## Требования к заданиям
• a. Изложите короче абзац извлечённого текста, начинающийся словами «Кстати, в период холодной войны», сохранив его основные факты.
• b. Определите, согласуются ли с извлечённым текстом следующие утверждения. На каждое ответьте «да» или «нет» и приведите точной цитатой решающие слова текста.
(i) У наполеоновской Франции был шанс на победу или выгодный для себя мир.
(ii) Страны Западной Европы в период холодной войны не торговали с Москвой.
(iii) Люди на описанной территории голосуют на выборах.

Сейчас то, что мы называем Украиной – это совокупность в разной степени обездоленных людей, проживающих на территории, где власть осуществляет определенное количество политических авантюристов. Более того, в пределах территории, занимаемой этим сообществом людей, действуют органы государственной власти и репрессивный аппарат, работают средства массовой информации и хозяйствующие субъекты. Люди ходят на работу, прививаются от коронавируса и умирают от этой страшной болезни, голосуют на выборах, в конце концов.
Но политика, которую проводит украинская власть, является самоубийственной, и это наиболее убедительный аргумент в пользу того, что государства там не существует. Потому что высшая форма социальной организации не может последовательно совершать действия, ведущие к ее уничтожению. Даже у наполеоновской Франции или гитлеровской Германии был, пусть и не большой, шанс на победу или выгодный для себя мир. То, как ведет себя Киев на всех направлениях, такой вероятности не создает.
Кстати, в период холодной войны страны Западной Европы не были просто территориальной базой США в случае вероятного конфликта с СССР – каждое из них даже в самые мрачные годы выстраивало с Москвой самостоятельную линию конструктивного взаимодействия. Торговало и вело уважительный дипломатический диалог.
Поведение Киева не является рациональным даже если принять за рабочую гипотезу совершенно невероятное предположение о том, что США и другие страны НАТО поставят свое выживание под угрозу ради контроля над этой территорией. Связанные с таким решением события все равно не оставляют для ее элиты и населения места в истории. Которая не знает примеров выживания государственных образований, проводивших политику открытого конфликта с соседней державой, многократно превосходящей их по своим совокупным возможностям.

## Входные данные
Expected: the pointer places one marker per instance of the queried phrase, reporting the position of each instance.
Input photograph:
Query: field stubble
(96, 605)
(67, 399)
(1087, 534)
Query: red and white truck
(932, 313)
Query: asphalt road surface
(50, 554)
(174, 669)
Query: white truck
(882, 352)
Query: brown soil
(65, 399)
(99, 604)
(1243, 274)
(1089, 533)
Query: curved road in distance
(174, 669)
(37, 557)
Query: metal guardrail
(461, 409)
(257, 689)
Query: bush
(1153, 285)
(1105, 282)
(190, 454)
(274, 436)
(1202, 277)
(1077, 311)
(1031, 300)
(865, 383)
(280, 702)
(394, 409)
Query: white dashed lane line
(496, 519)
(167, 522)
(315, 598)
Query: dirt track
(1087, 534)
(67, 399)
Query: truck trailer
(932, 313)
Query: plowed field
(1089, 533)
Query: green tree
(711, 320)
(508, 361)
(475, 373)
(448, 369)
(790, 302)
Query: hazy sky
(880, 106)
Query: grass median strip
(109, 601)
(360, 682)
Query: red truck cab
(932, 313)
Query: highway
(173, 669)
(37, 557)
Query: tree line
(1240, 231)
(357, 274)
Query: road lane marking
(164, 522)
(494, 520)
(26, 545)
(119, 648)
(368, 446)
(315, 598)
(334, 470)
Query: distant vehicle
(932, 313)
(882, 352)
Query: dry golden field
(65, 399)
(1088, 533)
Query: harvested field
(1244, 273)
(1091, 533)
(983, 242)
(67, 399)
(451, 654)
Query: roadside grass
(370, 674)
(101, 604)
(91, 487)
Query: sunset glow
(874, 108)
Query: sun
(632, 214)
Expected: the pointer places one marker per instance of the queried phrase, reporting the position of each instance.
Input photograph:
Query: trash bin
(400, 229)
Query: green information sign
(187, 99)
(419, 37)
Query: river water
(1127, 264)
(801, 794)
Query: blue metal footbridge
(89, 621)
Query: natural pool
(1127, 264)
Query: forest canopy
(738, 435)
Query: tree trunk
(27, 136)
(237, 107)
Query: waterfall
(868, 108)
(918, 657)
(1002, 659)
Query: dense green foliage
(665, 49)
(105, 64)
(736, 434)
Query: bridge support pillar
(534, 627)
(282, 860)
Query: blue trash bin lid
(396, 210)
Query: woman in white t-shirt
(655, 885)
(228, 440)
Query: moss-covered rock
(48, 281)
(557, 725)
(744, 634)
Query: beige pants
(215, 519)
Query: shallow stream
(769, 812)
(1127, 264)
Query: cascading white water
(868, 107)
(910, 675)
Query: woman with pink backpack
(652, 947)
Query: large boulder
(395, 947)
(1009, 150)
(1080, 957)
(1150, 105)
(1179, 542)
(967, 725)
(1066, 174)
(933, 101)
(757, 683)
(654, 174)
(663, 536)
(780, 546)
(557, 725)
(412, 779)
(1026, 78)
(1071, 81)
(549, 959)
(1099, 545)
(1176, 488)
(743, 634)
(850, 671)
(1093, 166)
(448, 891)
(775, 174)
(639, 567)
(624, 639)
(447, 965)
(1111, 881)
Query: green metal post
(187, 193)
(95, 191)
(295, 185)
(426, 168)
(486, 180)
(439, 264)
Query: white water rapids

## Ответы к заданиям
• a. В годы холодной войны западноевропейские страны были не просто территориальной базой США на случай конфликта с СССР. Каждая из них даже в самые мрачные годы вела с Москвой собственную линию конструктивного взаимодействия: торговала и поддерживала уважительный дипломатический диалог.

• b.
(i) Да: «Даже у наполеоновской Франции или гитлеровской Германии был, пусть и не большой, шанс на победу или выгодный для себя мир».
(ii) Нет: «Торговало и вело уважительный дипломатический диалог».
(iii) Да: «голосуют на выборах, в конце концов».